**Assignment**:
Repeat every line that appears below, with nothing altered.

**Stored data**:
= = = =
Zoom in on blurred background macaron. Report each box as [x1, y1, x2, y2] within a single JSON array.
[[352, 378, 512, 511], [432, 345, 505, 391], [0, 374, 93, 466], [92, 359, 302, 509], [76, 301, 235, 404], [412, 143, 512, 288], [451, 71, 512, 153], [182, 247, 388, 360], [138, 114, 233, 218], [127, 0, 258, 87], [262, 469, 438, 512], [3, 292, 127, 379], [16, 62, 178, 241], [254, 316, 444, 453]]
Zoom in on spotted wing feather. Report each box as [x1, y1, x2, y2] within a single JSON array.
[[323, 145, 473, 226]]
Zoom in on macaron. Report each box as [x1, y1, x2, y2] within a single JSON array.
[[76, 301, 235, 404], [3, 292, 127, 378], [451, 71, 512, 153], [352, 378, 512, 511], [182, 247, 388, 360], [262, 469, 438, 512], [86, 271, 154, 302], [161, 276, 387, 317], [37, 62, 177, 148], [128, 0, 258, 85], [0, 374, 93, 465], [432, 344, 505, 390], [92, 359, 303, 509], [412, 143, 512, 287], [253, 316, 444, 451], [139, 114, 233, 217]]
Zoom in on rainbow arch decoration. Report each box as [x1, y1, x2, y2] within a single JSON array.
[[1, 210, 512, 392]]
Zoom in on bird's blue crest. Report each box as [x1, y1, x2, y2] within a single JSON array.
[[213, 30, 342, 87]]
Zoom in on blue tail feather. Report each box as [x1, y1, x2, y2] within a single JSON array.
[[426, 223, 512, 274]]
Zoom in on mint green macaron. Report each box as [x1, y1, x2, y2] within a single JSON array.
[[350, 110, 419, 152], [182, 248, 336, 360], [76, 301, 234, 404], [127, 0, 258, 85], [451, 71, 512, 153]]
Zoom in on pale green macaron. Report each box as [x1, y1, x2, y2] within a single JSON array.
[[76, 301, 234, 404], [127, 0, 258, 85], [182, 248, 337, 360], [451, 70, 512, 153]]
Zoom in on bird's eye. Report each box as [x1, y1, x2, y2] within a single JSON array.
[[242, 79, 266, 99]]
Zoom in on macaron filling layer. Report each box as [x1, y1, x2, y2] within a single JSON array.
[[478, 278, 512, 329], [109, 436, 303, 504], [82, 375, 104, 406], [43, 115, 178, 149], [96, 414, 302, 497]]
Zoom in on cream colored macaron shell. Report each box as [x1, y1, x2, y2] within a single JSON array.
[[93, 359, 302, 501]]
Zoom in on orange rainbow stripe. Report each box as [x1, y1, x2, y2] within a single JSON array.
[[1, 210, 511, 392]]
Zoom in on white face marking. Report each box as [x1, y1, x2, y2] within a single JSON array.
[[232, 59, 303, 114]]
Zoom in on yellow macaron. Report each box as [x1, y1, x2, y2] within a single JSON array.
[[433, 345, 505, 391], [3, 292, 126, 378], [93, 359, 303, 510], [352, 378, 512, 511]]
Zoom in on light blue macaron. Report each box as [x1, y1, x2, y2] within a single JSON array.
= = = =
**Problem solution**:
Zoom in on blurred background macaron. Report each box as [x1, y1, x2, y2] within a single JSON array.
[[352, 378, 512, 511], [432, 345, 505, 391], [0, 374, 93, 466], [92, 359, 302, 509], [76, 301, 235, 404], [412, 143, 512, 288], [451, 71, 512, 153], [182, 247, 388, 360], [138, 114, 233, 218], [127, 0, 258, 87], [262, 469, 438, 512], [3, 292, 127, 379], [16, 62, 178, 241], [254, 316, 444, 453]]
Zoom in on spotted wing feather. Report each box as [x1, y1, x2, y2] within a single JSON array.
[[323, 145, 473, 226]]
Zoom in on macaron. Report each box as [x1, y1, x2, y2] within a single JSON array.
[[76, 301, 235, 404], [3, 292, 127, 378], [451, 71, 512, 153], [352, 378, 512, 511], [182, 247, 388, 360], [262, 469, 438, 512], [86, 271, 154, 302], [161, 276, 387, 317], [37, 62, 177, 148], [128, 0, 258, 85], [0, 374, 93, 465], [432, 344, 505, 390], [92, 359, 303, 509], [412, 143, 512, 287], [253, 316, 444, 451], [139, 114, 233, 217]]
Zoom in on rainbow arch decoration. Report each box as [x1, y1, x2, y2] within a single JSON array.
[[1, 210, 512, 392]]
Zoom in on bird's blue crest. Report each box as [x1, y1, x2, y2] within a single JSON array.
[[213, 30, 342, 87]]
Zoom in on blue tail feather. Report each box as [x1, y1, x2, y2] within a single JSON array.
[[426, 223, 512, 274]]
Zoom in on mint green macaron. Report each box as [x1, y1, x2, y2] within a single JSON array.
[[350, 110, 419, 152], [182, 248, 336, 360], [76, 301, 234, 404], [127, 0, 258, 85], [451, 71, 512, 153]]
Zoom in on pale green macaron. Report each box as [x1, y1, x2, y2] within a single JSON array.
[[76, 301, 234, 404], [127, 0, 258, 85], [182, 248, 337, 360], [451, 70, 512, 153]]
Zoom in on bird's eye. Report each box as [x1, y1, x2, y2] within a single JSON array.
[[242, 79, 266, 99]]
Zoom in on macaron filling layer. Report each box as [x1, y1, x2, y2] within a single JSON array.
[[478, 278, 512, 329], [109, 436, 303, 504], [82, 375, 104, 406], [43, 115, 178, 149], [96, 414, 302, 497]]
Zoom in on cream colored macaron shell. Report each box as [x1, y1, x2, y2] within a single JSON array.
[[93, 359, 302, 501]]
Zoom in on orange rainbow stripe. Report each box as [x1, y1, x2, y2] within a single JSON array.
[[1, 210, 511, 392]]
Zoom in on white face marking. Report each box as [x1, y1, x2, y2] within a single JSON array.
[[232, 59, 303, 114]]
Zoom in on yellow macaron. Report each box as [x1, y1, x2, y2] within a single JSON array.
[[433, 345, 505, 391], [3, 292, 126, 378], [93, 359, 303, 510], [352, 378, 512, 511]]
Zoom in on light blue macaron. Report each box as [x1, y1, x2, y2] within a single JSON array.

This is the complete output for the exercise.